• Written request:
Swap "front paw" for "hind paw" wherever it occurs in the rows below, and reproduce every line with all other text left unchanged.

• Records supplied:

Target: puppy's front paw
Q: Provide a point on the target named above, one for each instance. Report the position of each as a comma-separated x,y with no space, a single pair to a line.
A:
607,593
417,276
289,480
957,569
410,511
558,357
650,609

• Exercise result:
Target: puppy's hind paw
Q: Provide a point on the target named above, one for each instance. Report the position of each as a comma-separated x,y with no space, a single pair to a line.
A:
607,593
417,276
289,480
957,569
410,511
558,357
650,609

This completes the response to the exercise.